> [Problem requirements] Copy each of the following rows without any change.
-- start --
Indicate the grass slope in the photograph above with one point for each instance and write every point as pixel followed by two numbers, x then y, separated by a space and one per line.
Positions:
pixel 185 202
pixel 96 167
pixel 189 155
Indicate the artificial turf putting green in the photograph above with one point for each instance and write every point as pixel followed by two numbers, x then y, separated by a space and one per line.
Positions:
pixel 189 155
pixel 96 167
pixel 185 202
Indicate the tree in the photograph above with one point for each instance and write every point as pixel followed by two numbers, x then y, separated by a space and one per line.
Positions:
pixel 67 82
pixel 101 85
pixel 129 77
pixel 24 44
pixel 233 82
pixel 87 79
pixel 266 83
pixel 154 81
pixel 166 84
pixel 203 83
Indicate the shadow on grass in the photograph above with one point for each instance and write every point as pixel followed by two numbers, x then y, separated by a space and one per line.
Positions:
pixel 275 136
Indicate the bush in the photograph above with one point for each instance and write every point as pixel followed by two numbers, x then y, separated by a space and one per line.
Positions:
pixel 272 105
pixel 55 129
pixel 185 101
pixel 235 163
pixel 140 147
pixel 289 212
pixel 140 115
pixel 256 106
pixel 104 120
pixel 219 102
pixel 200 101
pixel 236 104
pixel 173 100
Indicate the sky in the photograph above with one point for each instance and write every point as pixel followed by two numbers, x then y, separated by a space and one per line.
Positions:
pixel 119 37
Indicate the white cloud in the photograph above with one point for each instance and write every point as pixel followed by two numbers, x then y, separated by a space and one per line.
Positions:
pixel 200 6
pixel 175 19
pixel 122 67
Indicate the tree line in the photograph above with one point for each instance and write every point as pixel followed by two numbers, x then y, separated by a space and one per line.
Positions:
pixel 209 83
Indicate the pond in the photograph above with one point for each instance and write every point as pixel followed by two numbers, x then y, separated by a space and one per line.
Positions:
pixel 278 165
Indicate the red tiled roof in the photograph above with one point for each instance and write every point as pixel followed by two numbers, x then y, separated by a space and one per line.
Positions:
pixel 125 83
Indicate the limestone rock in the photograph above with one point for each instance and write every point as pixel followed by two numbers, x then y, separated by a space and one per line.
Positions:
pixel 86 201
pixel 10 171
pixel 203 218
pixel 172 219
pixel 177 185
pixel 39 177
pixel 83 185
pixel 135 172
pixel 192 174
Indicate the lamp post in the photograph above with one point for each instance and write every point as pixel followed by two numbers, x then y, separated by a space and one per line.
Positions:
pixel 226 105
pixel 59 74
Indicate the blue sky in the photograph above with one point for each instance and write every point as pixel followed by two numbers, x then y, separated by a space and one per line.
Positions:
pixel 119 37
-- end --
> [Completed task]
Indicate the grass slope in the photograph above with one point for each instance and write every point as pixel followed by two numbers, x then y, separated by a space and one per line.
Positions:
pixel 185 202
pixel 96 167
pixel 189 155
Indicate the artificial turf putting green in the photograph above with one point for each instance and write every point as pixel followed by two numbers, x then y, separated by a space and one per line.
Positions:
pixel 189 155
pixel 96 167
pixel 185 202
Indicate the tree in the photograph above with one point for each instance and write every point as pixel followed by two numbers, x then y, separated by a space and one per line.
Positions:
pixel 67 82
pixel 101 85
pixel 129 77
pixel 24 44
pixel 233 82
pixel 87 79
pixel 266 83
pixel 154 81
pixel 166 84
pixel 203 83
Indicate the shadow on grass in the photograph above with one point for each instance and write every point as pixel followed by two numbers, x then y, separated by a space and one per line.
Positions:
pixel 275 136
Indicate the bush in the photograph above with one point for each instance and write every point as pixel followed by two numbers, x then y, separated by a space and one per line.
Positions:
pixel 272 105
pixel 55 129
pixel 185 101
pixel 235 163
pixel 140 147
pixel 289 212
pixel 140 115
pixel 256 106
pixel 104 120
pixel 219 102
pixel 200 101
pixel 236 104
pixel 173 100
Indicate the sky in the photograph above with one point for each instance and write every point as pixel followed by two numbers, x then y, separated by a space and one per line.
Positions:
pixel 119 37
Indicate the white cloud in the photograph above with one point for each instance and write every point as pixel followed by two numbers, x then y, separated by a space and one per line.
Positions:
pixel 200 6
pixel 175 19
pixel 122 67
Indicate the tree line in the photograph above with one point for each instance and write every point as pixel followed by two numbers, x then y, separated by a space and one per line.
Positions:
pixel 209 83
Indicate the pond in the photograph above with one point for each instance and write every point as pixel followed by two numbers, x then y, separated by a space and one per line.
Positions:
pixel 278 165
Indicate the red tiled roof in the photograph above with one point for each instance and write every point as pixel followed by two numbers, x then y, separated by a space and one per line.
Positions:
pixel 125 83
Indicate the limestone rock in the photograph above with one point for each instance and write every point as pixel followed by two numbers, x then y, separated by a space and one per line.
Positions:
pixel 86 201
pixel 10 171
pixel 203 218
pixel 172 219
pixel 177 185
pixel 39 177
pixel 83 185
pixel 135 172
pixel 192 174
Indicate the lamp post in the photograph above with one point for each instance and write every point as pixel followed by two numbers, x then y, separated by a space and one per line.
Positions:
pixel 226 105
pixel 59 74
Indicate the blue sky in the photograph above with one point for each instance and write every point as pixel followed by two numbers, x then y, separated by a space and one per line.
Positions:
pixel 119 37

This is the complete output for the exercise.